• WORK REQUEST
Return the data below in full, matching every line exactly.

• RECORDS SHOWN
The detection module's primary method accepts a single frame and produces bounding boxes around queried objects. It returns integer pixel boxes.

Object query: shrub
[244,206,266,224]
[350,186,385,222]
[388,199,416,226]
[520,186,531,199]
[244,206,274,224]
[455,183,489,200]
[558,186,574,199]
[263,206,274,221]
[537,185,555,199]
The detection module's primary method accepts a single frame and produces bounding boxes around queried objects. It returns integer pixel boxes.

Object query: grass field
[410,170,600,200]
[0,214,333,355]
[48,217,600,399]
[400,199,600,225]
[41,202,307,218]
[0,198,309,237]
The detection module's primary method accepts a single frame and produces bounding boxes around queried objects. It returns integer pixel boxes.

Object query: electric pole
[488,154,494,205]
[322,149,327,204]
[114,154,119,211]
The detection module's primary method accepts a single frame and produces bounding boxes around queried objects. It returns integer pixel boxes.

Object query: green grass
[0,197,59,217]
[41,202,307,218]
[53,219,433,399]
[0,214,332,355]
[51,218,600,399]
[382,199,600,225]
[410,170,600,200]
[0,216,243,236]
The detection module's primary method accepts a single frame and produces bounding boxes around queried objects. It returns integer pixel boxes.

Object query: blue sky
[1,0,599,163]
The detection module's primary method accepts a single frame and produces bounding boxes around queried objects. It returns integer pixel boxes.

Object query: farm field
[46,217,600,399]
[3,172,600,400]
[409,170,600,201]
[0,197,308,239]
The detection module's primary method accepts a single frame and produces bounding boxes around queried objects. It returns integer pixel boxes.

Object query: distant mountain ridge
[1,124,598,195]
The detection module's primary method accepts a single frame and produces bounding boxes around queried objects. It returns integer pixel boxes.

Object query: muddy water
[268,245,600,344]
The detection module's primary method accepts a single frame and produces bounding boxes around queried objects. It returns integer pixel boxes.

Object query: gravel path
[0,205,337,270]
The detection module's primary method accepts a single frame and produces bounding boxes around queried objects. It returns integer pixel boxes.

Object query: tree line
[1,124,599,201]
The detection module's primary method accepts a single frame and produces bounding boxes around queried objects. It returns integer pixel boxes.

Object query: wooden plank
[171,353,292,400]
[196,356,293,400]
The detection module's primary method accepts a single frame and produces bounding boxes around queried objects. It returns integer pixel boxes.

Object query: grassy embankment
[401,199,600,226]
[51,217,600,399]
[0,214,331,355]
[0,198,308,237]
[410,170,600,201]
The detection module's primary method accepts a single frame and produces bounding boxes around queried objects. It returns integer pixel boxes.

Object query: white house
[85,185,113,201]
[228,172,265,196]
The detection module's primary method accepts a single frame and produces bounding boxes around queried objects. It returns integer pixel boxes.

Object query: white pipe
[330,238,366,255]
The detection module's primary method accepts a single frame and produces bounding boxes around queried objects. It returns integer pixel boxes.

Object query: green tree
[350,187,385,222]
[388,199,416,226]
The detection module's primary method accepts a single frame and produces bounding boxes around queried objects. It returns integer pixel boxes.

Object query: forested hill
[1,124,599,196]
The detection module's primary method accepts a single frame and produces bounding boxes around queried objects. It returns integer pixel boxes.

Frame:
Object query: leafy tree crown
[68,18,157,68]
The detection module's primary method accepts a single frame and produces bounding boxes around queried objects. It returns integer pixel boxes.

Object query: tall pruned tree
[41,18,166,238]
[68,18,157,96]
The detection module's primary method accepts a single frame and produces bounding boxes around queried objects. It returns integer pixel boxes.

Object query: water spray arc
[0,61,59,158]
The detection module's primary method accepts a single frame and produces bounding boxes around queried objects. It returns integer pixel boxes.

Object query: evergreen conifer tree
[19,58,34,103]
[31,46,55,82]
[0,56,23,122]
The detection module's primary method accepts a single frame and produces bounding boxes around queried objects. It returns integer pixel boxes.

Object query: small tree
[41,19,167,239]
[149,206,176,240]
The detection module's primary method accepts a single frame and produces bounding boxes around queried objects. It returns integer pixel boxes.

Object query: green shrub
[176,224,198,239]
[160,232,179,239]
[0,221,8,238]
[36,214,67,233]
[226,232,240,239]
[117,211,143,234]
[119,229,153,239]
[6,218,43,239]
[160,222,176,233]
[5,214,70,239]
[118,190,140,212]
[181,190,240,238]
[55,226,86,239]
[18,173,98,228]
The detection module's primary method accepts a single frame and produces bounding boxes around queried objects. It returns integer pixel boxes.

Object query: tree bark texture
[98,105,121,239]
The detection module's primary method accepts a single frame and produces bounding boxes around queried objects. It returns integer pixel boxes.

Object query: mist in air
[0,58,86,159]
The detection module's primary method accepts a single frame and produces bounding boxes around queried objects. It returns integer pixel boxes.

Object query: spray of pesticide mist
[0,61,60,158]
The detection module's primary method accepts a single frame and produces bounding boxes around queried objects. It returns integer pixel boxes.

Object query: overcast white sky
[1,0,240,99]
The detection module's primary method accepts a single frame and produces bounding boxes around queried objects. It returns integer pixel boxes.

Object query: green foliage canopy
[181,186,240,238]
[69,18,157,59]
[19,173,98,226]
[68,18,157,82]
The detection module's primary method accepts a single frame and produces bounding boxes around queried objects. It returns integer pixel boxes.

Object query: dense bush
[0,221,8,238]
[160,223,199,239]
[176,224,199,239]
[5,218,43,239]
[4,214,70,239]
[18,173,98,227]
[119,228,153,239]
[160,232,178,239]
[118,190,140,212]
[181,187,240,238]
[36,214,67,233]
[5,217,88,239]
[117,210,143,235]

• FINAL ANSWER
The detection module's primary method accepts a single frame and produces bounding boxes around queried objects. It returns integer pixel boxes.

Object query: shrub
[244,206,266,224]
[350,186,385,222]
[388,199,416,226]
[520,186,531,199]
[244,206,274,224]
[455,183,489,200]
[558,186,574,199]
[263,206,274,221]
[537,185,555,199]
The detection module's primary method accepts a single frame and produces bounding boxes around queried objects. It returns integer pixel boxes.

Object query: grass field
[410,170,600,200]
[0,214,333,355]
[48,217,600,399]
[400,199,600,225]
[41,202,307,218]
[0,198,309,237]
The detection module's primary method accepts a single frame and produces bounding boxes around queried objects. It returns integer pixel boxes.

Object query: electric pole
[488,154,494,205]
[322,149,327,204]
[114,154,119,211]
The detection module's primary method accepts a single frame and produces bounding boxes around queried objects. It returns integer pixel boxes.

Object query: green grass
[0,197,59,217]
[41,202,307,218]
[53,219,433,399]
[0,214,332,355]
[51,218,600,399]
[382,199,600,225]
[410,170,600,200]
[0,216,243,236]
The detection module's primary method accepts a single frame and produces bounding boxes around queried objects. It returns integer pixel boxes.

Object query: blue sky
[1,0,599,163]
The detection module's primary method accepts a single frame and produces bounding boxes around queried objects. It returns integer pixel boxes.

Object query: farm field
[46,217,600,399]
[3,172,600,400]
[409,170,600,201]
[0,197,308,239]
The detection module's primary method accepts a single frame and produces bounding boxes around queried objects. It returns integer pixel boxes.

Object query: distant mountain ridge
[1,124,598,195]
The detection module's primary method accepts a single frame and produces bounding boxes around queried objects. It returns integer pixel boxes.

Object query: muddy water
[268,245,600,344]
The detection module's primary method accepts a single frame and produces bounding boxes around queried objects. It returns integer pixel boxes.

Object query: gravel path
[0,205,337,270]
The detection module's primary method accepts a single frame and produces bounding boxes around queried objects. It returns integer pixel boxes.

Object query: tree line
[1,124,599,201]
The detection module's primary method accepts a single frame and produces bounding boxes around queried objects. It returns integer pixel boxes.

Object query: wooden plank
[171,353,292,400]
[196,356,293,400]
The detection module's primary method accepts a single frame and produces bounding boxes around queried objects. It returns integer pixel boxes.

Object query: grassy embankment
[401,199,600,226]
[51,217,600,399]
[0,214,331,355]
[0,198,308,237]
[410,170,600,201]
The detection module's primary method accepts a single frame and produces bounding boxes around queried objects. It returns integer pixel boxes.

Object query: white house
[85,185,113,201]
[228,172,265,196]
The detection module's primary method accepts a single frame and produces bounding boxes around queried objects. It returns integer pixel boxes.

Object query: white pipe
[330,238,366,255]
The detection module's primary method accepts a single frame and produces bounding boxes around queried objects. It returns integer pixel boxes.

Object query: green tree
[350,187,385,222]
[388,199,416,226]
The detection module's primary method accepts a single frame and produces bounding boxes around queried objects. It returns integer pixel boxes.

Object query: forested hill
[1,124,599,196]
The detection module's primary method accepts a single frame and produces bounding boxes around queried objects. It returns integer pixel boxes.

Frame:
Object query: leafy tree crown
[68,18,157,68]
The detection module's primary method accepts a single frame and produces bounding boxes around queried objects. It returns integer pixel boxes.

Object query: tall pruned tree
[41,18,166,238]
[68,18,157,96]
The detection module's primary method accepts a single frame and produces bounding boxes around queried objects. It returns integer pixel boxes.

Object query: water spray arc
[0,61,59,158]
The detection module's primary method accepts a single frame and produces bounding boxes around queried objects. It returns integer pixel boxes.

Object query: evergreen conifer tree
[19,58,34,103]
[31,46,55,82]
[0,56,23,122]
The detection module's primary method accepts a single frame and produces bounding boxes around queried objects. It returns integer pixel boxes.

Object query: small tree
[41,19,167,239]
[149,206,176,240]
The detection module's primary method accepts a single frame and produces bounding boxes around queried objects. It returns integer pixel boxes.

Object query: green shrub
[176,224,198,239]
[160,232,179,239]
[0,221,8,238]
[36,214,67,233]
[226,232,240,239]
[117,211,143,234]
[119,229,153,239]
[6,218,43,239]
[160,222,176,233]
[5,214,70,239]
[118,190,140,212]
[181,190,240,238]
[55,226,86,239]
[18,173,98,228]
The detection module's primary method accepts a single frame and produces bounding boxes around queried objects. It returns integer pixel boxes.

Object query: tree bark texture
[98,105,121,239]
The detection module's primary method accepts a single frame and produces bounding boxes around queried objects. It returns integer pixel boxes.

Object query: mist in air
[0,58,86,159]
The detection module's primary method accepts a single frame and produces bounding boxes around queried objects. It returns integer pixel boxes.

Object query: spray of pesticide mist
[0,61,60,158]
The detection module's primary method accepts a single frame and produces bounding boxes around queried objects. It returns integer pixel boxes.

Object query: overcast white sky
[1,0,240,99]
The detection module's primary method accepts a single frame and produces bounding boxes around queried objects. It returns integer pixel boxes.

Object query: green foliage canopy
[181,186,240,238]
[69,18,157,59]
[19,173,98,226]
[68,18,157,82]
The detection module's primary method accepts a single frame and produces bounding boxes around queried objects. It returns integer pixel boxes.

Object query: dense bush
[0,221,8,238]
[160,223,199,239]
[176,224,199,239]
[5,218,43,239]
[4,214,70,239]
[18,173,98,227]
[119,228,153,239]
[160,232,178,239]
[118,190,140,212]
[181,187,240,238]
[36,214,67,233]
[5,217,88,239]
[117,210,143,235]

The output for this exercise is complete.